[Natural language region descriptions]
◇ ◇ ◇ ◇ ◇ ◇ ◇
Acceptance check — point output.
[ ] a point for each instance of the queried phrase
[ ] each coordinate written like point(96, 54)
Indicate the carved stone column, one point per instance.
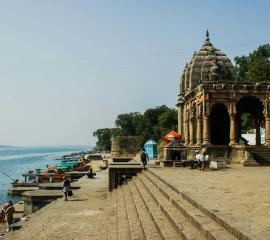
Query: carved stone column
point(186, 129)
point(258, 132)
point(199, 125)
point(180, 119)
point(205, 130)
point(233, 129)
point(199, 131)
point(267, 130)
point(191, 131)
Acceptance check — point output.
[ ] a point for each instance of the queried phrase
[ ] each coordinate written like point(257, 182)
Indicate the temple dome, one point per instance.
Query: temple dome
point(209, 64)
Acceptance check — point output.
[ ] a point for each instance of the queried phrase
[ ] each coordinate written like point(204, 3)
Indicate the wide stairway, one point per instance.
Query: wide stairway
point(146, 207)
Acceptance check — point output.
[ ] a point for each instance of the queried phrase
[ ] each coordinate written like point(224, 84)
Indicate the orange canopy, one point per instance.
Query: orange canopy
point(173, 134)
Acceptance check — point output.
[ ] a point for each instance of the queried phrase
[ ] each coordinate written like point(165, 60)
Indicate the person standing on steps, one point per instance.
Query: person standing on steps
point(144, 158)
point(9, 215)
point(66, 187)
point(203, 157)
◇ ◇ ◇ ◇ ◇ ◇ ◇
**PROBLEM DETAILS:** Only the lines that contain the string "Indicate" should be copied from the entries above.

**FINISHED TASK:**
Indicate the carved stone column, one point per instance.
Indicate the temple dome, one point per instance.
Indicate the wide stairway, one point per instance.
Indicate the orange canopy, one point per instance.
Indicate the person standing on steps, one point per instance.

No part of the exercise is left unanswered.